**TEXT PASSAGE:**
The trouble is that there is not enough “why not?” about recruiting people to arts boards who happen to be disabled. Too often disabled members of the public interested in the arts do not think of applying when board vacances come up because they assume their disability will discount them. And too often disabled board members are still appointed as a token, with chairmen expecting little more from them other than to speak for the disabled community.
Shakespeare himself was determined to make changes when as a young academic at Sunderland University he started the Northern Disability Arts Forum in 1992 (and four years later he published The Sexual Politics of Disability). He was gradually invited onto other arts boards, from 2003 to 2008 was a member of the Arts Council and has become a frequent broadcaster. He is particularly proud of the painter Colin Cameron, crippled as a child, who never studied art but painted all his life and was encouraged by the forum, and who has a picture in the Royal Academy’s current Summer Exhibition as well as being a senior lecturer in disability studies at Northumbria University. “He’s been painting for 30 years and at last he can get his art exhibited in the highest places” Shakespeare says. “I’m so proud of him”.
Shakespeare used to be asked to join boards because he was a specialist in disability, he says. “Now I’m invited because I have a broad understanding of the arts, I’ve been invited onto boards of orchestras, opera companies, dance companies and so forth, because I have a lay interest.
“I also know how to read balance sheets, how to develop audiences, what we should be thinking of in terms of appointing a new artistic director, so not just disability.”

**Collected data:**
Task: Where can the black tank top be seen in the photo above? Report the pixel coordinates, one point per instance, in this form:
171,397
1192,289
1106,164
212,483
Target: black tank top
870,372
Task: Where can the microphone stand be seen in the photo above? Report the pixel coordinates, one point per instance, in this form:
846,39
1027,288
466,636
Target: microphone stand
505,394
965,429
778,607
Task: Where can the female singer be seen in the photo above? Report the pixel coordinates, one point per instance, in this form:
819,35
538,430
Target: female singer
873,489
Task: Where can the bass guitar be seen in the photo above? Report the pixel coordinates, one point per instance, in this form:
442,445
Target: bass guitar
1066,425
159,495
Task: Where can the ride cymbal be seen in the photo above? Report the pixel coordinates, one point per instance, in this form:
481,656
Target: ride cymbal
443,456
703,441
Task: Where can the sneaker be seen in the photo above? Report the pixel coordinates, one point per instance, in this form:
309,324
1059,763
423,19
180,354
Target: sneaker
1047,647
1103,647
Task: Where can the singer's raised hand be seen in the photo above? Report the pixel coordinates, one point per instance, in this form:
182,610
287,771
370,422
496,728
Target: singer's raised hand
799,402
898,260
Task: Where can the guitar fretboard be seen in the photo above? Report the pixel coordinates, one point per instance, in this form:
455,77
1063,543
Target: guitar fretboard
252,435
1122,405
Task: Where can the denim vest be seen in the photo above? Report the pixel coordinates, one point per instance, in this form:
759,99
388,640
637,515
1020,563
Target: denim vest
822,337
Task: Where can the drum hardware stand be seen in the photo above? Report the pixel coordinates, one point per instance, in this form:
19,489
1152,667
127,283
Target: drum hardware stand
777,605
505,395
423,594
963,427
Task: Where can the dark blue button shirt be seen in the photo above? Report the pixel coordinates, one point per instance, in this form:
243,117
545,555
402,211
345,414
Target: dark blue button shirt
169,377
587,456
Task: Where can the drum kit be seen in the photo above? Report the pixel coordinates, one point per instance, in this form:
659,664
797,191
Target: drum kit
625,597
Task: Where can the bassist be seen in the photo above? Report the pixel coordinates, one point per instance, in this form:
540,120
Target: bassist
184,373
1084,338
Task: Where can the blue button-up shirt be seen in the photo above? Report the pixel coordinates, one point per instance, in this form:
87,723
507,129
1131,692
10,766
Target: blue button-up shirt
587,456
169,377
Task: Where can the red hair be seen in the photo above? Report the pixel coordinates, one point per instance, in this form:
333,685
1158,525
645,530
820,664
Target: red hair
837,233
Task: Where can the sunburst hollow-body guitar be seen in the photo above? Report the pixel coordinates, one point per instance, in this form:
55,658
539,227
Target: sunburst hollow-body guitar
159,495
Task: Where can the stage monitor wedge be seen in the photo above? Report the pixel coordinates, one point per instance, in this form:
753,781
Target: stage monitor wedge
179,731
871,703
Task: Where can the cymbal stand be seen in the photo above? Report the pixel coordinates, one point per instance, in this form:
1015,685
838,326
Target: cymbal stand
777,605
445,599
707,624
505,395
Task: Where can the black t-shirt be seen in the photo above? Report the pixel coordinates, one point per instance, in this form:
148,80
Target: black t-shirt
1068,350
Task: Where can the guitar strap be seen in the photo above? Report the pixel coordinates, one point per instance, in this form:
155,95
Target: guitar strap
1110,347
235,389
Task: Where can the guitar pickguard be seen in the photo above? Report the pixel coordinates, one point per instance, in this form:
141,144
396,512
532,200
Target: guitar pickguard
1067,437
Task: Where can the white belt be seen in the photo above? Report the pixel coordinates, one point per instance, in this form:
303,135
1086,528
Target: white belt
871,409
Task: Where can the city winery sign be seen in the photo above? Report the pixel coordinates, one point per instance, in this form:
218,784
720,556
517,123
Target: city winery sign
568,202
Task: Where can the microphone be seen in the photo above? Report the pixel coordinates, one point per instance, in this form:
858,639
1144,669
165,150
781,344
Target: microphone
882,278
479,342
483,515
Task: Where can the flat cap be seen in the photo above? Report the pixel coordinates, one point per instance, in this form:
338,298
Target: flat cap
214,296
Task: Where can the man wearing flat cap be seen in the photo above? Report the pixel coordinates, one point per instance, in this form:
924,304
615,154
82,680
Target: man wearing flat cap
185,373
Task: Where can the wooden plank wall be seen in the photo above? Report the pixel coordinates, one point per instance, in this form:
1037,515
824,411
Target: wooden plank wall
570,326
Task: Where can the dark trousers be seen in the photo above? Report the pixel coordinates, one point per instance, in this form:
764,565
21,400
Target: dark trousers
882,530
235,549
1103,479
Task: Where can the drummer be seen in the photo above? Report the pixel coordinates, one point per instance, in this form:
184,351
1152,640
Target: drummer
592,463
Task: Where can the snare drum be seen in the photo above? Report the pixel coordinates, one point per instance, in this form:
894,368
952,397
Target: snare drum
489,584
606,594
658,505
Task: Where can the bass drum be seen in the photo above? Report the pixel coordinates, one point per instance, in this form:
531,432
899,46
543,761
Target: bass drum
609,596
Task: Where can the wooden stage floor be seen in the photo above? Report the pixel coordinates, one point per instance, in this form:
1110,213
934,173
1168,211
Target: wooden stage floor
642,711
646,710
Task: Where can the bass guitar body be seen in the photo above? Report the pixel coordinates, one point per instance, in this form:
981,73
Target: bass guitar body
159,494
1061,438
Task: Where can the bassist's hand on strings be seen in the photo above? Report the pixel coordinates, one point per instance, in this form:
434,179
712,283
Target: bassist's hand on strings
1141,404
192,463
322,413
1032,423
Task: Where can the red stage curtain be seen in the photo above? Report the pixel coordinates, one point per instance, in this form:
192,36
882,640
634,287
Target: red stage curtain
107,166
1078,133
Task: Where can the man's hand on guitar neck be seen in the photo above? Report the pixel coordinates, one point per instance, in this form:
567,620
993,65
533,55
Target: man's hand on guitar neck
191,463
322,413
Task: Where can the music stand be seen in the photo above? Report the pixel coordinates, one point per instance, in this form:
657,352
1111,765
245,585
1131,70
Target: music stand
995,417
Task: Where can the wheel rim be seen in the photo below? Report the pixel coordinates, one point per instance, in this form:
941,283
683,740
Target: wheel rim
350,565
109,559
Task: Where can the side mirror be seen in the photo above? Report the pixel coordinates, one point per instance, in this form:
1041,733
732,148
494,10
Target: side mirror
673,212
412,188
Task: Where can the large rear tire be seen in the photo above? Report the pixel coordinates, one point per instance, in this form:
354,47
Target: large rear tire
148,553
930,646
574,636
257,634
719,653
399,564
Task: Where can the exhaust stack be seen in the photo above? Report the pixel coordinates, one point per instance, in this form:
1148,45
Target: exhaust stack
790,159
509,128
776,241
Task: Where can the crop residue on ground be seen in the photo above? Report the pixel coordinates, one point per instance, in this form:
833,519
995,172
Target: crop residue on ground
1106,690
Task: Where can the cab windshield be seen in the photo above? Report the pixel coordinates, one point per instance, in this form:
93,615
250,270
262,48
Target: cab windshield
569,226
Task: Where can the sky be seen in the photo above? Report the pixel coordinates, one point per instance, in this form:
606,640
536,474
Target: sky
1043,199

**AIM OF THE TASK:** In the passage on disabled people serving on arts boards, turn the paragraph beginning "The trouble is that" into a short bulleted list that keeps its main facts. You won't need the lines of collected data for any of this.

**ANSWER BOX:**
- Too few people ask "why not?" about recruiting disabled people to arts boards.
- Disabled members of the public who are interested in the arts often don't apply for board vacancies, assuming their disability will rule them out.
- Disabled board members are still often appointed as tokens, and chairmen expect little from them beyond speaking for the disabled community.